Problem to work on: Count the lines in the items below that contain the word "roof". Reply with that number alone.

Material provided:
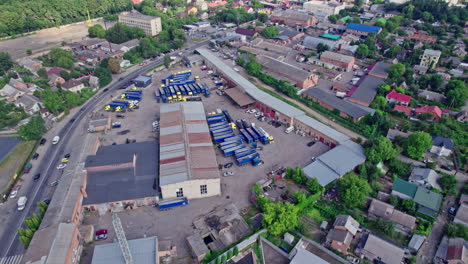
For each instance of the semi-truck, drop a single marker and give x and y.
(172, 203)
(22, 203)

...

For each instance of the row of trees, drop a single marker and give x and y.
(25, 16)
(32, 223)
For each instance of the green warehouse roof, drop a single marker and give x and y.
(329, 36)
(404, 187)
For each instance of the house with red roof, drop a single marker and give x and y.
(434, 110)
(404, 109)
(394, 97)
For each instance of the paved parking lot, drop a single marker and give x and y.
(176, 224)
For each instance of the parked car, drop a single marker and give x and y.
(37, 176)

--

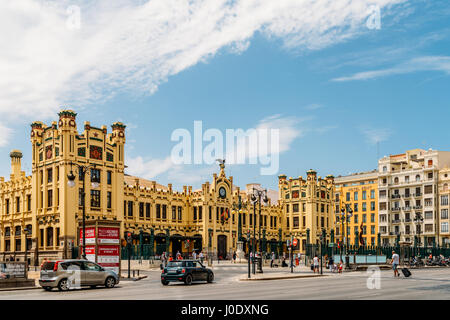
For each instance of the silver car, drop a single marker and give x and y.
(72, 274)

Answer below: 2